-- Provided information --
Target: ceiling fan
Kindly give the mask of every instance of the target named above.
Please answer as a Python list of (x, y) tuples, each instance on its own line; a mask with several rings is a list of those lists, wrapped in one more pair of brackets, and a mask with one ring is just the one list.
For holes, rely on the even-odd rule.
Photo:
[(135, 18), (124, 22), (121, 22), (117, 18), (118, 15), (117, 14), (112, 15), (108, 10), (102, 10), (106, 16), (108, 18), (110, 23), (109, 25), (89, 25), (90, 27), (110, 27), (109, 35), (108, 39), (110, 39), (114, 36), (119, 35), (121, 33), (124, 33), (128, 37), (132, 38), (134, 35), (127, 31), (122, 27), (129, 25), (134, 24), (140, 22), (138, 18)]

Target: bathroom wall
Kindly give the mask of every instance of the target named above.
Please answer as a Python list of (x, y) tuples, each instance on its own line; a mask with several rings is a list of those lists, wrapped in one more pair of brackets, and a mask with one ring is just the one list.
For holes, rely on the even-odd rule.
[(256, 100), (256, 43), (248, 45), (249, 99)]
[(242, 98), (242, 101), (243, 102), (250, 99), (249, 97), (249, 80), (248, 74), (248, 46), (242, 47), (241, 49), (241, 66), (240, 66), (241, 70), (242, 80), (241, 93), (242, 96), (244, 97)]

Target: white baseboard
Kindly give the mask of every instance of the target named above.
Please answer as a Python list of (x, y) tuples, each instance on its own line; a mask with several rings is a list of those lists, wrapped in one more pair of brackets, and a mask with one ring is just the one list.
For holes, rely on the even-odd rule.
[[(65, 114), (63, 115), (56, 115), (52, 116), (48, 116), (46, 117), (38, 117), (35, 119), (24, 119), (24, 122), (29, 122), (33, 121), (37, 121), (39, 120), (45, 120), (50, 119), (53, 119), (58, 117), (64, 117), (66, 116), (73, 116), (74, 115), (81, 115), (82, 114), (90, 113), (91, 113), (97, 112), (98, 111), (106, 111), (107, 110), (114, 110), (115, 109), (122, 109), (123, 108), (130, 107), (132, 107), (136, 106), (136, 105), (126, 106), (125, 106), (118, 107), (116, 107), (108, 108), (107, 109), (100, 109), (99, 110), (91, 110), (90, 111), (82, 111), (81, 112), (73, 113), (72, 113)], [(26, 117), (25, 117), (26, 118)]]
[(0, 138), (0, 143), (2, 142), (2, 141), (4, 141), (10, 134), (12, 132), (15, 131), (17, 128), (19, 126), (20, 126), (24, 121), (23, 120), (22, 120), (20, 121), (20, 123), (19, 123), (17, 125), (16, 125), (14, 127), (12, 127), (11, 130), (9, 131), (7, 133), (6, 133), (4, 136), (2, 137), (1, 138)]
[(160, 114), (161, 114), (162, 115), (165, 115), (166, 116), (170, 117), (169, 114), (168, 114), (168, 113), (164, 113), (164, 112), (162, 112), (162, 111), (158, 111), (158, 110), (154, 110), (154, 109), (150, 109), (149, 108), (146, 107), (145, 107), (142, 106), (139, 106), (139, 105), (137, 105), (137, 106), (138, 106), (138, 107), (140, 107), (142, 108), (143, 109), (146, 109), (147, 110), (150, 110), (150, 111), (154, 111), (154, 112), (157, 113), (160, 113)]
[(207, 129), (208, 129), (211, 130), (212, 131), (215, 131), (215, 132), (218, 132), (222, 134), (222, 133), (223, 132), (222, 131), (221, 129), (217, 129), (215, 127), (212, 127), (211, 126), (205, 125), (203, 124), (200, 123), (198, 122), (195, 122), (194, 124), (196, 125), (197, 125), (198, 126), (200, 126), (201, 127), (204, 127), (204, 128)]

-- Directive --
Could you rewrite the lines from the one with "Target: bathroom wall" up to and including the one with "[(256, 100), (256, 43), (248, 45), (249, 99)]", keeping every line and adding -33 to each coordinate in the answers?

-- Complete answer --
Target: bathroom wall
Kindly give the mask of every instance of the target named above.
Please answer as a Python list of (x, y) tuples, each instance on its own line; a mask with several rings is a list of those lists, wrapped in one more pair of brackets, and a mask with one ring is just the one list.
For holes, rely on the even-odd rule.
[(223, 67), (223, 10), (215, 12), (216, 66)]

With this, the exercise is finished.